- **EXERCISE DESCRIPTION**: Your job is to retype all of the data word for word, leaving every image out.

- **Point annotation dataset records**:
· · · · · · ·
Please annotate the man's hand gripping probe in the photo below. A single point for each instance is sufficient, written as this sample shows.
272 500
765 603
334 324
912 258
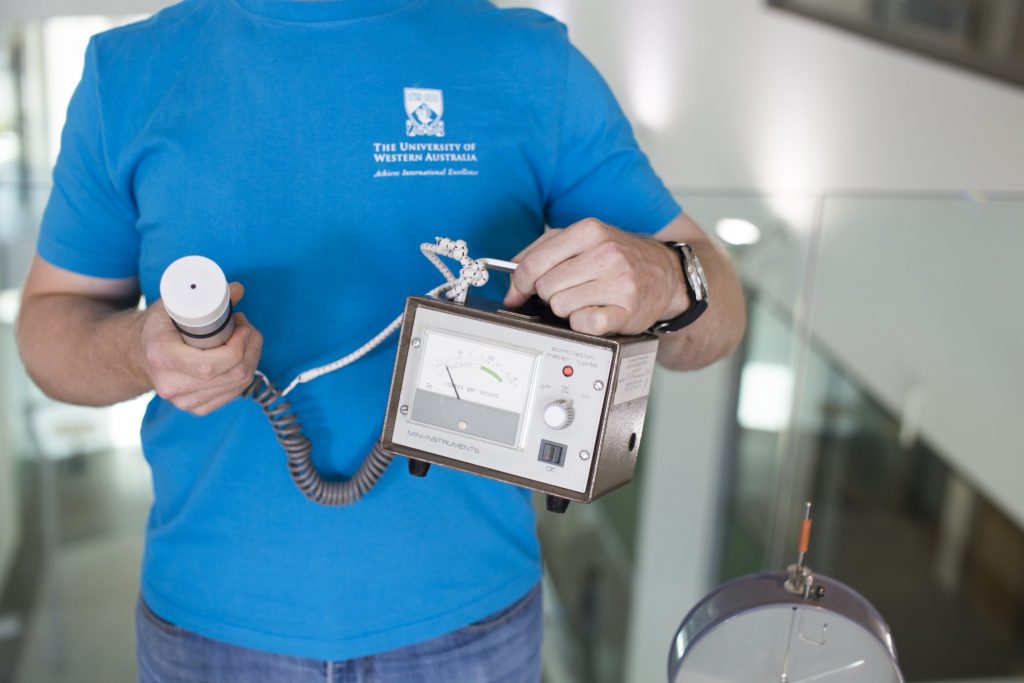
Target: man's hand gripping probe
197 297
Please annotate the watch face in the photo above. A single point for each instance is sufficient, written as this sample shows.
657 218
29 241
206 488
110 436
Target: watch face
787 644
694 272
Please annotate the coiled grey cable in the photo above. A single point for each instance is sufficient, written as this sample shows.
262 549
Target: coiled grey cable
197 297
299 451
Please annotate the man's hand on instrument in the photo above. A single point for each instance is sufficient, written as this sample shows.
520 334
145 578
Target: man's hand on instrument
603 280
199 381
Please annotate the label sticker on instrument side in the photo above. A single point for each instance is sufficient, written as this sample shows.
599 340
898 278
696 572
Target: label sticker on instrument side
634 377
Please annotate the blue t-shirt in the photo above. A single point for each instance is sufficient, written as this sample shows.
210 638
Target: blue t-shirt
309 147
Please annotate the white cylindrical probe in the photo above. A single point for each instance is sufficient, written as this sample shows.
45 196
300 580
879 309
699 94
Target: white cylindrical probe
197 297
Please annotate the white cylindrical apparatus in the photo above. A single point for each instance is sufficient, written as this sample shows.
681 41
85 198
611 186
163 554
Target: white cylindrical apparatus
198 298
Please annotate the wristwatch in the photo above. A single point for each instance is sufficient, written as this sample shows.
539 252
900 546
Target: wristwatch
696 288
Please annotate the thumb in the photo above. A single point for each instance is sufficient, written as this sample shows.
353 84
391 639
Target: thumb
514 298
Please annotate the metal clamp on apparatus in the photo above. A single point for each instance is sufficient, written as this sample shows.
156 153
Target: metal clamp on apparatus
514 395
791 627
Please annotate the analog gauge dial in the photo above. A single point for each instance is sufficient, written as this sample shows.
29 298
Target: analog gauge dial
473 387
482 374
· · · · · · ·
- **OUTPUT OF THE EXERCISE**:
Please annotate the man's hand gripping probe in the photo below. A single point for each instance is sufficient, written as this sample shows.
272 500
765 603
334 324
912 258
Target: man's hand gripping probe
197 297
Please annotate the watch face in the photo above. A single point for each instance is sufficient, written as this sample shows.
657 218
29 241
206 488
110 436
Target: watch face
787 644
694 272
Please annotate the coiled grey cable in the photo above. A single point for each instance is sufficient, written as this sample shows.
262 549
Target: coiled grey cable
197 297
299 451
Please annotate the man's hand on instrument in the photo above. A single point for each instance is sufficient, written as this sample shows.
520 334
145 578
Target: man's hand on instrument
603 280
199 381
Please annotate the label sticker on instrument side in the photo above. A single point for each instance is sufficient, written as this sample shows.
599 340
898 278
696 572
Target: label sticker on instrument side
634 377
Please annotate the blue t-shirt in the photo above. A single point for each instance is sufficient, written as this sample shows.
210 638
Target: blue t-shirt
309 147
Please annotate the white cylindrical probe in the photo above. A single point for each instance is sufficient, written as this sample shows.
45 196
300 580
879 309
699 94
Target: white cylindrical probe
197 297
Please annotate the white cylindrical apparatus in the photo above. A single point for each instance is sufficient, written as this sample shows.
681 41
85 198
611 186
163 554
Target: white cylindrical apparatus
198 298
Please annotate the wristwatch in the photo above. A single point for each instance is sufficient, written as this sample shows.
539 252
900 546
Target: wristwatch
696 288
Please annotate the thumb in the photo above. A single point for each instance is sufficient, written as this sample shows.
353 84
391 639
Target: thumb
514 298
Please annotate the metal clamp on apparatus in the photo above. A single point for each instance is sufficient, written as this sample shows.
156 153
Target: metal clamp on apparatus
514 395
791 627
Please annotate the analog gauge dial in the photo above. A single point for each instance is sufficient, written as this sample shows.
29 298
Target: analog gauge dial
473 387
482 374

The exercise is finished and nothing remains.